### Problem
Set down all of the data exactly as it appears.
====== Entries supplied ======
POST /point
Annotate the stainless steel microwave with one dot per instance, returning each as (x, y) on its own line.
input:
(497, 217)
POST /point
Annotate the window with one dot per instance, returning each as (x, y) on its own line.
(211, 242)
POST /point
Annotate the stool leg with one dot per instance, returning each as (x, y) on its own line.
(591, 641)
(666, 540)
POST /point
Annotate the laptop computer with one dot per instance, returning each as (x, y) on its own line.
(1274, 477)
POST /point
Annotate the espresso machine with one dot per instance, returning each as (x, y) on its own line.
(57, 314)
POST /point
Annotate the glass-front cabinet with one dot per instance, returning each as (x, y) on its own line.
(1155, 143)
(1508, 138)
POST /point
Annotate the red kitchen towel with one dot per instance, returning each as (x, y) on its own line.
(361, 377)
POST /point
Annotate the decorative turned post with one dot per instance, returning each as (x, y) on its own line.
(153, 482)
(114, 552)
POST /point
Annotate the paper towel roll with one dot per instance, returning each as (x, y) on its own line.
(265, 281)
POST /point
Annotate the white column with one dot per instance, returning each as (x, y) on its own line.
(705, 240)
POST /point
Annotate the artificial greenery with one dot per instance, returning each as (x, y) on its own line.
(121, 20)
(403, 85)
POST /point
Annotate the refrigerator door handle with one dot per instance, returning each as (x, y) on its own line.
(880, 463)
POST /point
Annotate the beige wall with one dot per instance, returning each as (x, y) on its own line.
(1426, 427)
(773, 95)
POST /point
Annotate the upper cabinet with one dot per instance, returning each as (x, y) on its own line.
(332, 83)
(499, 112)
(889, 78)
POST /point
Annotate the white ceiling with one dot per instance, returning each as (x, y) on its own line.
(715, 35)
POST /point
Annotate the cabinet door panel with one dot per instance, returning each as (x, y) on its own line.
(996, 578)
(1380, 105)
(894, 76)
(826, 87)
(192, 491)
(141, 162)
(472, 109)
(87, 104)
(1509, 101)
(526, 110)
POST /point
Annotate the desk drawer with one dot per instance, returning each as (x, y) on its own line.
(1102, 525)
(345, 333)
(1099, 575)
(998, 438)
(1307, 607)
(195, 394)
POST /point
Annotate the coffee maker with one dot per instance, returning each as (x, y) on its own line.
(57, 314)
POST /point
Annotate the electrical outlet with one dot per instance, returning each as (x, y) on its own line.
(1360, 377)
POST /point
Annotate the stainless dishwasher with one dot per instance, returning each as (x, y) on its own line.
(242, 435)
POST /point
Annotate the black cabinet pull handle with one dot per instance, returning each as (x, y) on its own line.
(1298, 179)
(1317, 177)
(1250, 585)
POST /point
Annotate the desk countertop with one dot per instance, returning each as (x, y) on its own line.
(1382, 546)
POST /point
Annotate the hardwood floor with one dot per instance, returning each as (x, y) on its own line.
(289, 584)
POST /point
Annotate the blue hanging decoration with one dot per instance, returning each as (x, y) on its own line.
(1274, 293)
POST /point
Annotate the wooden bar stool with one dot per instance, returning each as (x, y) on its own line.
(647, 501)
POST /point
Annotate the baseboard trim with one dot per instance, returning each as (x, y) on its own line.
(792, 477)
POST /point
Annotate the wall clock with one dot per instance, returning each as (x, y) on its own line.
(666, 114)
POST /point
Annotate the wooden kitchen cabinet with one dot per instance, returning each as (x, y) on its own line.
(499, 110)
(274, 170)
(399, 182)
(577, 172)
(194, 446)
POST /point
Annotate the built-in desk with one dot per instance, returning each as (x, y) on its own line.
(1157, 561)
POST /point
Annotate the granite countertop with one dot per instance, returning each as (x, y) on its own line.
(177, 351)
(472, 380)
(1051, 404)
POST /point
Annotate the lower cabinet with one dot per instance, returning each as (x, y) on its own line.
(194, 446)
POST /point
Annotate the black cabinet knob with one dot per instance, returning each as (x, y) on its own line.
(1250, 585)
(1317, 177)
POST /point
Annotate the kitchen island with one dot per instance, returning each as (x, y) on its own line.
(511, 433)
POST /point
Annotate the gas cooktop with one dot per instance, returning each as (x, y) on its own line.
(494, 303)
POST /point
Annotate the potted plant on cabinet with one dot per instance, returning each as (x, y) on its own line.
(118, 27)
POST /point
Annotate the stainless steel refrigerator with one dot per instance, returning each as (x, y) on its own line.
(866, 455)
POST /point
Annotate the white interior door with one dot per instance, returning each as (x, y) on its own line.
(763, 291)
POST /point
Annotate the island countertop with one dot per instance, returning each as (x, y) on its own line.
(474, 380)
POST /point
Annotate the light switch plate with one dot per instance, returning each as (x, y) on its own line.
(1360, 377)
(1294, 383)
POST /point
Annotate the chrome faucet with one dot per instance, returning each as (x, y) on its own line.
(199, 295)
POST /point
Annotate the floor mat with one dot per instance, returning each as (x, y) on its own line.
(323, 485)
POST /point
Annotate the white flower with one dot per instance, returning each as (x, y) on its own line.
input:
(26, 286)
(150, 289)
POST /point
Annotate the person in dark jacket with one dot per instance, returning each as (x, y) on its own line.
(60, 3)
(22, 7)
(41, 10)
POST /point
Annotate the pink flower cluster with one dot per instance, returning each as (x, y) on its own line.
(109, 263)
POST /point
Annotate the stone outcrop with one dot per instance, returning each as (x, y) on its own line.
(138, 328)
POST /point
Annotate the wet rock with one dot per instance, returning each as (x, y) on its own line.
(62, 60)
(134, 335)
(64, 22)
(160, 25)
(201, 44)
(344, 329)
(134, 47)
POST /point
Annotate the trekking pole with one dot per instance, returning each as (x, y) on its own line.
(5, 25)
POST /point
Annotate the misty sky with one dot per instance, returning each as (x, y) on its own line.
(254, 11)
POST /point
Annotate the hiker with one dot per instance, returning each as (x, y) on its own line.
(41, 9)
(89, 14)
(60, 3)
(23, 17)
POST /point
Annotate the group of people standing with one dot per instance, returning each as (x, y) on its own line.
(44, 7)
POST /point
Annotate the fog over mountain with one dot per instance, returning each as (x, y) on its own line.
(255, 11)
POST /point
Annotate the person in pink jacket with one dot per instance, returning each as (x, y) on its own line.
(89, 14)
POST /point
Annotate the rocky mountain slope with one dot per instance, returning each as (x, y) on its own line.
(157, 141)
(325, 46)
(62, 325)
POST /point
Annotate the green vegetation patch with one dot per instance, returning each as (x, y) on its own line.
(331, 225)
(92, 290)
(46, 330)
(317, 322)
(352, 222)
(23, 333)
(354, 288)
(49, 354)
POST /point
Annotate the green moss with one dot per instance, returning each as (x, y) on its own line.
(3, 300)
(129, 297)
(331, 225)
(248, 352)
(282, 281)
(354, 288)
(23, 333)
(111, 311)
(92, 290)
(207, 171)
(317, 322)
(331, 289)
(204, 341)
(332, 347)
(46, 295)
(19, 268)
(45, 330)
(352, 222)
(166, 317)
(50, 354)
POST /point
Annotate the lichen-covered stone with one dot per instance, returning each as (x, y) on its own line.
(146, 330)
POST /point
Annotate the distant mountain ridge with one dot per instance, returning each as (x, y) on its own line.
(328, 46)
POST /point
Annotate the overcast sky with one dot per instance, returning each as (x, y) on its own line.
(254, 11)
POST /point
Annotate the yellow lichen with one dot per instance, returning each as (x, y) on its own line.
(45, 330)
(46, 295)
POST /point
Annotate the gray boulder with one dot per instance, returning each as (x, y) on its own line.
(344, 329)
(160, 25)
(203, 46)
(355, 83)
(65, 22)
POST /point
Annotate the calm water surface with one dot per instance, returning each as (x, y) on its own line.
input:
======
### Correct output
POST /point
Annotate the stainless steel microwave with one dot per instance, returning each as (x, y) on its own line.
input:
(497, 217)
POST /point
Annotate the window with one dot per instance, returning each as (x, y) on its own line.
(211, 242)
POST /point
Annotate the stool leg with one dot per instance, returning each as (x, y) on its own line.
(591, 641)
(666, 540)
POST /point
Annotate the laptop computer with one dot per instance, returning each as (x, y) on its own line.
(1274, 477)
POST /point
Annotate the espresso machine with one dot per instance, returning each as (x, y) on its own line.
(57, 314)
POST /point
Annotate the glass-front cabinet with one dot per instance, returning each as (x, y) on its own line.
(1155, 143)
(1508, 138)
POST /point
Annotate the red kitchen towel with one dot per instance, returning each as (x, y) on its own line.
(361, 377)
POST /point
Annotate the decorative turned post with one dot per instance, returning each as (x, y) on its own line.
(153, 482)
(114, 552)
POST /point
Annotate the paper towel roll with one dot per instance, returning each as (x, y) on its own line.
(265, 281)
POST /point
Annotate the white column with one dot per instance, returning each as (x, y) on its own line.
(705, 240)
POST /point
Annotate the artificial greenery with one dot per instance, returning each as (x, y) on its own line.
(121, 20)
(403, 85)
POST /point
Annotate the refrigerator door handle with one dot per instance, returning each as (x, y) on its own line.
(880, 463)
POST /point
Annotate the beige wall with one dot per instance, returning each as (x, y) on its own line.
(1426, 427)
(773, 95)
POST /point
Annotate the upper cabinet with one dot per instance, returning each as (x, y) on its own line.
(332, 83)
(499, 112)
(889, 78)
POST /point
Annotate the white ceiling with one dot per instance, returning each as (x, y) on its own line.
(715, 35)
POST /point
Annotate the cabinet door panel with one dot per instance, returning each as (x, y) on its own line.
(996, 578)
(1380, 105)
(894, 76)
(826, 87)
(192, 491)
(141, 162)
(472, 109)
(87, 104)
(1509, 101)
(526, 110)
POST /point
Annotate the desk drawer with one dot per instance, returning each as (x, y) on its own line.
(1102, 525)
(345, 333)
(1099, 575)
(998, 438)
(1307, 607)
(195, 394)
POST /point
Annotate the coffee maker with one dot per instance, returning each as (x, y) on its own line.
(57, 314)
POST /point
Annotate the electrical outlet with one dot per instance, returning each as (x, y) on its own line.
(1360, 377)
POST /point
Annotate the stainless dishwasher with one dot per instance, returning each as (x, y) on its own line.
(242, 435)
POST /point
Annotate the black cabinet pull handle with one dot per instance, returning each as (x, y) on its own line.
(1298, 179)
(1317, 177)
(1250, 585)
POST /point
Annotate the desk countertop with one dot per instance, returning each as (x, y) on its own line.
(1382, 546)
POST /point
Annotate the hardwood floor with one dot per instance, returning each as (x, y) on its own line.
(289, 584)
POST /point
Annotate the blue hanging decoration with one dot per instance, returning each as (x, y) on its own line.
(1274, 293)
POST /point
Annotate the wooden bar stool with one dot per instance, returning each as (x, y) on its own line.
(647, 501)
POST /point
Annotate the baseboard trim with one dot per instance, returning each as (x, y) on its own line.
(792, 477)
POST /point
Annotate the wall clock with one dot per instance, returning each as (x, y) on its own line.
(666, 114)
POST /point
Annotate the wooden kitchen cabinet with one dot per instance, returning each as (x, y) on its own line.
(499, 110)
(274, 170)
(399, 182)
(577, 172)
(194, 446)
POST /point
Annotate the built-in desk with one dot per instance, returning each as (x, y) on its own line.
(1157, 561)
POST /point
Annotate the granite countertop with one dot per instance, returning each as (x, y) on its own line.
(177, 351)
(472, 380)
(1051, 404)
POST /point
Annotate the lower cabinet with one dot per instance, returning each as (x, y) on its own line.
(194, 446)
POST /point
Annotate the black cabinet knob with one dot per instance, returning each as (x, y) on its own line.
(1250, 585)
(1317, 177)
POST /point
Annotate the kitchen island with one dot per instance, returning each as (x, y) on its own line.
(511, 433)
POST /point
Annotate the gas cooktop with one dot per instance, returning each as (x, y) on its own line.
(494, 303)
POST /point
Annotate the potted plant on cabinet with one dot per instance, returning each as (x, y) on its own line.
(118, 27)
POST /point
Annotate the stainless steel refrigerator with one dot per instance, returning each as (x, y) on its own line.
(866, 455)
POST /point
Annotate the white interior door with one dot per instance, returning each as (x, y) on its own line.
(763, 291)
POST /point
Annotate the island countertop with one dot per instance, returning each as (x, y) on its own line.
(474, 380)
POST /point
Annotate the light switch plate with one dot per instance, returning each as (x, y) on its own line.
(1360, 377)
(1294, 383)
POST /point
Annotate the chrome faucet with one dot per instance, returning each as (x, y) on its own line.
(199, 295)
POST /point
Annotate the floor mat with one dot per instance, returning each as (x, y) on its own line.
(323, 485)
POST /point
Annotate the white flower with one dot per instance, returning each as (x, y) on its own line.
input:
(26, 286)
(150, 289)
POST /point
Annotate the person in dark jacket with one dot per instance, returning each as (x, y) on its own line.
(60, 3)
(22, 7)
(41, 10)
POST /point
Annotate the pink flower cluster with one dot per instance, returning each as (x, y) on its own line.
(109, 263)
POST /point
Annotate the stone outcrop with one dot per instance, returning each as (x, y) on its own line.
(138, 328)
POST /point
Annotate the wet rock with one dot per instance, returning each as (x, y) on its own line.
(62, 60)
(134, 335)
(64, 22)
(160, 25)
(201, 44)
(344, 329)
(134, 47)
POST /point
Annotate the trekking pole with one dot per instance, returning each as (x, y) on its own line.
(5, 25)
POST /point
Annotate the misty sky with one dot per instance, returning each as (x, y) on its own line.
(254, 11)
POST /point
Annotate the hiker with one dot per instance, returning each as (x, y) on its own line.
(41, 9)
(89, 14)
(60, 3)
(23, 17)
POST /point
Annotate the group of people standing with one dot per instance, returning each as (x, y) on its own line.
(44, 7)
POST /point
Annotate the fog over mountain with one dot per instance, returning each as (x, y) on its own line.
(255, 11)
POST /point
Annotate the person in pink jacket with one dot per instance, returning each as (x, y) on its own line.
(89, 14)
POST /point
Annotate the rocky mountain slope with one dot per instance, returning each as (x, y) on its own line.
(157, 141)
(325, 46)
(62, 325)
POST /point
Annotate the green vegetation patch with one dot per instance, returning each as (x, y) on its own line.
(331, 225)
(92, 290)
(46, 330)
(317, 322)
(352, 222)
(23, 333)
(354, 288)
(49, 354)
POST /point
Annotate the green moss with one dot per instance, returning each as (x, y) on its own line.
(3, 300)
(129, 297)
(331, 225)
(248, 352)
(282, 281)
(354, 288)
(23, 333)
(111, 311)
(92, 290)
(207, 171)
(317, 322)
(331, 289)
(204, 341)
(332, 347)
(46, 295)
(19, 268)
(45, 330)
(352, 222)
(166, 317)
(50, 354)
POST /point
Annotate the lichen-covered stone with one dot per instance, returning each as (x, y) on its own line.
(146, 330)
POST /point
Annotate the distant mountain ridge with one dot per instance, returning each as (x, y) on its own line.
(328, 46)
POST /point
Annotate the overcast sky with one dot per instance, returning each as (x, y) on its own line.
(254, 11)
POST /point
Annotate the yellow lichen with one dot per instance, returning each as (x, y) on its own line.
(45, 330)
(46, 295)
POST /point
Annotate the gray boulder with one dot per instance, returning each as (x, y) on its own line.
(344, 329)
(160, 25)
(203, 46)
(355, 83)
(65, 22)
POST /point
Annotate the calm water surface with one dot per instance, returning each as (x, y) on its own line.
input:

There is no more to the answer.